[PROBLEM STATEMENT]
Please pick out each line of the records below that contains the string "ymin". Copy those lines.

[DATA TO PROCESS]

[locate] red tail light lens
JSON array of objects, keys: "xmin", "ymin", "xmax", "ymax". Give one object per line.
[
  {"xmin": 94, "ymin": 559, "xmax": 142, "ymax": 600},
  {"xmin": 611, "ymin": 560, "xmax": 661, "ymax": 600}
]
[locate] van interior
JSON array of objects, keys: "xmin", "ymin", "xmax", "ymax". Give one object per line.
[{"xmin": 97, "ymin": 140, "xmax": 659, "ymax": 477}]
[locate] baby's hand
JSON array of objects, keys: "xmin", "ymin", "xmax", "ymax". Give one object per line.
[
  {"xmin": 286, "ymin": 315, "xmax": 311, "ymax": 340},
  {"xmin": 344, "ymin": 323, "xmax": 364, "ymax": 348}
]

[WRITTEN ANSWER]
JSON array of objects, keys: "xmin", "ymin", "xmax", "ymax". Give one object per line.
  {"xmin": 94, "ymin": 559, "xmax": 142, "ymax": 600},
  {"xmin": 611, "ymin": 560, "xmax": 661, "ymax": 600}
JSON array of objects, keys: "xmin", "ymin", "xmax", "ymax". Give one object per line.
[{"xmin": 97, "ymin": 140, "xmax": 659, "ymax": 477}]
JSON array of objects, keys: "xmin", "ymin", "xmax", "ymax". Give one object per line.
  {"xmin": 286, "ymin": 315, "xmax": 311, "ymax": 340},
  {"xmin": 344, "ymin": 323, "xmax": 364, "ymax": 348}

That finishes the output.